### Supplied data:
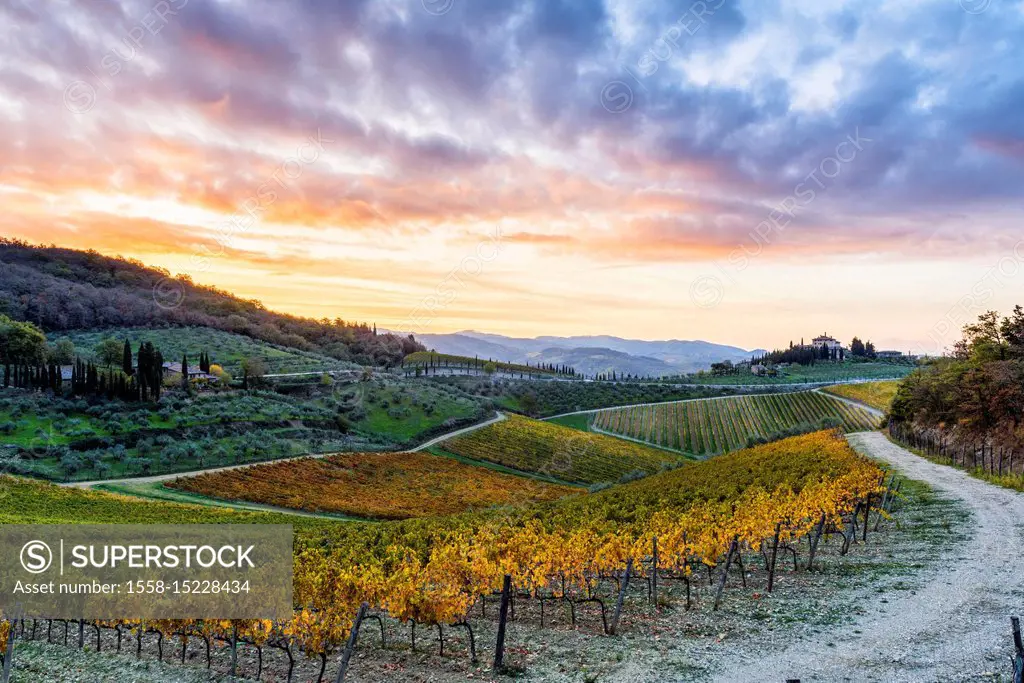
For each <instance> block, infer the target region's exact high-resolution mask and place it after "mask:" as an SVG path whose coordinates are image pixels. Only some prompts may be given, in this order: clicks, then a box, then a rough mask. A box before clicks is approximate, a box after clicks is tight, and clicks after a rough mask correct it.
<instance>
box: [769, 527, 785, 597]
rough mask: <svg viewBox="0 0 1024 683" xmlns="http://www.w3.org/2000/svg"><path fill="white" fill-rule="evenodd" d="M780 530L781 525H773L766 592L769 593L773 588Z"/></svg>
mask: <svg viewBox="0 0 1024 683" xmlns="http://www.w3.org/2000/svg"><path fill="white" fill-rule="evenodd" d="M781 529H782V524H781V523H778V524H775V536H774V537H772V541H771V563H770V564H769V566H768V592H769V593H771V590H772V588H774V587H775V559H776V558H777V557H778V535H779V532H780V531H781Z"/></svg>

### Your objective:
The answer must be the line containing "box: [769, 527, 785, 597]" and every line after it to the end of the records, repeated exactly.

### Answer:
box: [769, 527, 785, 597]
rough mask: <svg viewBox="0 0 1024 683" xmlns="http://www.w3.org/2000/svg"><path fill="white" fill-rule="evenodd" d="M780 530L781 525H773L766 592L769 593L773 588Z"/></svg>
mask: <svg viewBox="0 0 1024 683" xmlns="http://www.w3.org/2000/svg"><path fill="white" fill-rule="evenodd" d="M781 529H782V524H781V523H778V524H775V536H774V537H772V541H771V563H770V564H769V566H768V592H769V593H771V590H772V588H774V587H775V559H776V558H777V557H778V535H779V532H780V531H781Z"/></svg>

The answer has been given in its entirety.